#### SET TASK A:
Repeat the Caledon Mining forum post word for word, from "A). The Magatar" to "flow is strong.".

#### PAGE TEXT:

## BEGIN

Thanks for your great help
Ben


----------



## lamanga2004 (1 June 2008)

*Re: CCD - Caledon Mining*

A great comment posted by a guy called *bodg* on the UK boards (ADVFN and iii). bodg is reknowned in Caledon private investor-land as being a tireless researcher - his daily digests on the state of the coking coal market worldwide fill many of us with confidence in our investment.


"The share options granted on 26 May 2008 are exercisable between 26 May 2009 and 25 May 2018, subject to meeting performance conditions in relation to an increase in production levels of saleable coal; the reduction of unit
production costs; and an increase in shareholder value." 

----------------------

We must assume that the directors granting themselves more share options was motivated by some targets being achieved. At the same time the share price accelerated way beyond the level which we know Polos buying had propelled us too. There are only a few things I can think of which could cause this to happen. 

A). The Magatar is not only producing the 100,000 a month but exceeding that. I always believed their assessment of that machines potential has been deliberately underplayed. If it is performing well the possibility of agent revenues from our sales area could be considerable. We also have the other machine working so the coal is probably flying out of the ground....so cash flow is strong.

## END

#### SOURCE DATA:
## BEGIN

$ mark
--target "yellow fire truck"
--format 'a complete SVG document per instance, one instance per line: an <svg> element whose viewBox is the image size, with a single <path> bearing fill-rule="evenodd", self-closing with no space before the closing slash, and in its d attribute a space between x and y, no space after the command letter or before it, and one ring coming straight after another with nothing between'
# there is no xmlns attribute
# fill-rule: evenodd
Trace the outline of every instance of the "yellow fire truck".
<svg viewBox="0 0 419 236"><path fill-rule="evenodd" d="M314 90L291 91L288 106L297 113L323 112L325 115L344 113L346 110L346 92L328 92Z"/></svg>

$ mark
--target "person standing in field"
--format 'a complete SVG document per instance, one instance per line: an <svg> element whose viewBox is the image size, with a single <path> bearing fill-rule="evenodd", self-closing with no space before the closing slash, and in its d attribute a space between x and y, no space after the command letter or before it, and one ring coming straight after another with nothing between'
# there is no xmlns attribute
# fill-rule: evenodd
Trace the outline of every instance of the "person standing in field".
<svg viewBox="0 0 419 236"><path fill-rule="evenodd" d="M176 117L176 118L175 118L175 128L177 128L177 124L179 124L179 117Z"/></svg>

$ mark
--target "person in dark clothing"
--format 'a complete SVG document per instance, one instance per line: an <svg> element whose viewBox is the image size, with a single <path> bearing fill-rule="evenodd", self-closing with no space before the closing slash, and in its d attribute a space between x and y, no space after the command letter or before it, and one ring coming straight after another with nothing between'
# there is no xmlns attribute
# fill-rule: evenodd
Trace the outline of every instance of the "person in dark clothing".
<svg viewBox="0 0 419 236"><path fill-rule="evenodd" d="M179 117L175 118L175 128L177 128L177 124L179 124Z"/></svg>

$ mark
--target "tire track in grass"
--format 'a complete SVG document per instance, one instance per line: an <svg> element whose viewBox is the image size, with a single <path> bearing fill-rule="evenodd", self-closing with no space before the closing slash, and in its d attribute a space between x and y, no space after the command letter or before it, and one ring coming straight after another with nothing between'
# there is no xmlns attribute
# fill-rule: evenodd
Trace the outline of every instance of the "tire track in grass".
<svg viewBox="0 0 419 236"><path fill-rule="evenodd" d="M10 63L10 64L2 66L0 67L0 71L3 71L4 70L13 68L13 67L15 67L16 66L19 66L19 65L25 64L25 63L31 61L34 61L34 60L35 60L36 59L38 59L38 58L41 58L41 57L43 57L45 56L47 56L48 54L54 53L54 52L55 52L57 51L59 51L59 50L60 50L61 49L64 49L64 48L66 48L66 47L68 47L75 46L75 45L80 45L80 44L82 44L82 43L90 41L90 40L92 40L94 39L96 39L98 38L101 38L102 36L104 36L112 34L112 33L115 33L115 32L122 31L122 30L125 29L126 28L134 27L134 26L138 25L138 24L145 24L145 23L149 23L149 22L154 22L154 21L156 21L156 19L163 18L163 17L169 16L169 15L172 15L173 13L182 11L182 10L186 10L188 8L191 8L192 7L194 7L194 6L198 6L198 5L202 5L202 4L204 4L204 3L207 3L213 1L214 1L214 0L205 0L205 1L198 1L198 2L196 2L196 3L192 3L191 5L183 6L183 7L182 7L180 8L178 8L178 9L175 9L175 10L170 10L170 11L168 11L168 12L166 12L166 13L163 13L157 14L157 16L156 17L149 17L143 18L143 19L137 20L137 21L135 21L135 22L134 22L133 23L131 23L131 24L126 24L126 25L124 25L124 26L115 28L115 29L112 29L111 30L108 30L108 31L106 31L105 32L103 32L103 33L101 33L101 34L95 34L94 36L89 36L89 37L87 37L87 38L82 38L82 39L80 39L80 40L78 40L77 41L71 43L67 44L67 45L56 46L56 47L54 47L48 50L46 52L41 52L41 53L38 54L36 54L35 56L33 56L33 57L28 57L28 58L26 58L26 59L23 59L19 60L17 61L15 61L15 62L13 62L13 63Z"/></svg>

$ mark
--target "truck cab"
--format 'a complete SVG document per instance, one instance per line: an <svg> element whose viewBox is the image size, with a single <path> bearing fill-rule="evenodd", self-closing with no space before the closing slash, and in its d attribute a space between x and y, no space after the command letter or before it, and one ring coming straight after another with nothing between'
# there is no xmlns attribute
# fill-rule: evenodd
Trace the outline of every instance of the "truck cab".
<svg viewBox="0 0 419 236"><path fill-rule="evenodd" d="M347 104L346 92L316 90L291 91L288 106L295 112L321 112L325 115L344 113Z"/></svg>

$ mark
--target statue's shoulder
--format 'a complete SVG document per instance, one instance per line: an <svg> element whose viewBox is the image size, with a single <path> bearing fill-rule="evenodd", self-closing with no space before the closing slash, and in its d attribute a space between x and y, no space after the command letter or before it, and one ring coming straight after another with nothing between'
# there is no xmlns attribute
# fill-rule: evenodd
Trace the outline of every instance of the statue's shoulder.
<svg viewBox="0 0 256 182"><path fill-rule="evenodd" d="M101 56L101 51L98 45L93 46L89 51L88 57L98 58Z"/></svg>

## END

#### SET TASK B:
Convert the listing, from its first line to the line with "117L176 118L175 118L175", both included, into a JSON array of strings with one string per line and blank lines omitted.

#### RESPONSE A:
A). The Magatar is not only producing the 100,000 a month but exceeding that. I always believed their assessment of that machines potential has been deliberately underplayed. If it is performing well the possibility of agent revenues from our sales area could be considerable. We also have the other machine working so the coal is probably flying out of the ground....so cash flow is strong.

#### RESPONSE B:
[
  "$ mark",
  "--target \"yellow fire truck\"",
  "--format 'a complete SVG document per instance, one instance per line: an <svg> element whose viewBox is the image size, with a single <path> bearing fill-rule=\"evenodd\", self-closing with no space before the closing slash, and in its d attribute a space between x and y, no space after the command letter or before it, and one ring coming straight after another with nothing between'",
  "# there is no xmlns attribute",
  "# fill-rule: evenodd",
  "Trace the outline of every instance of the \"yellow fire truck\".",
  "<svg viewBox=\"0 0 419 236\"><path fill-rule=\"evenodd\" d=\"M314 90L291 91L288 106L297 113L323 112L325 115L344 113L346 110L346 92L328 92Z\"/></svg>",
  "$ mark",
  "--target \"person standing in field\"",
  "--format 'a complete SVG document per instance, one instance per line: an <svg> element whose viewBox is the image size, with a single <path> bearing fill-rule=\"evenodd\", self-closing with no space before the closing slash, and in its d attribute a space between x and y, no space after the command letter or before it, and one ring coming straight after another with nothing between'",
  "# there is no xmlns attribute",
  "# fill-rule: evenodd",
  "Trace the outline of every instance of the \"person standing in field\".",
  "<svg viewBox=\"0 0 419 236\"><path fill-rule=\"evenodd\" d=\"M176 117L176 118L175 118L175 128L177 128L177 124L179 124L179 117Z\"/></svg>"
]